* TASK INSTRUCTIONS: Extract each line of the data that contains the string "type".
*****
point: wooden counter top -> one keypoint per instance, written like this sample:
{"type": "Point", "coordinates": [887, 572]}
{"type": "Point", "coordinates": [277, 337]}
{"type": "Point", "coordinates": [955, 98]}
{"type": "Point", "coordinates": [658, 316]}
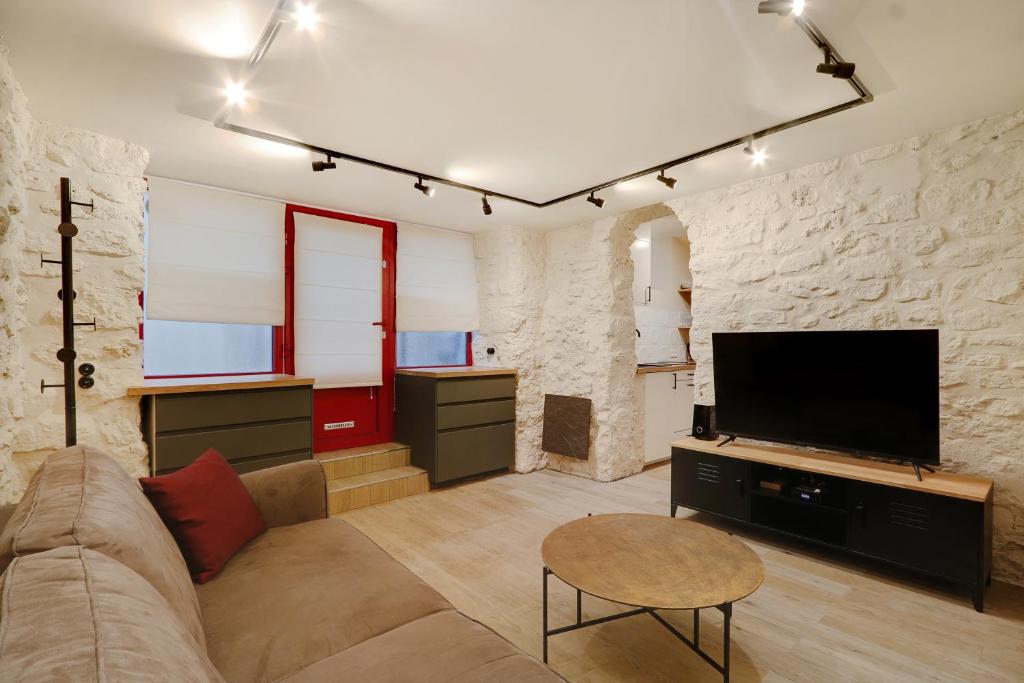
*****
* TASK ANSWER:
{"type": "Point", "coordinates": [887, 572]}
{"type": "Point", "coordinates": [277, 337]}
{"type": "Point", "coordinates": [955, 98]}
{"type": "Point", "coordinates": [658, 316]}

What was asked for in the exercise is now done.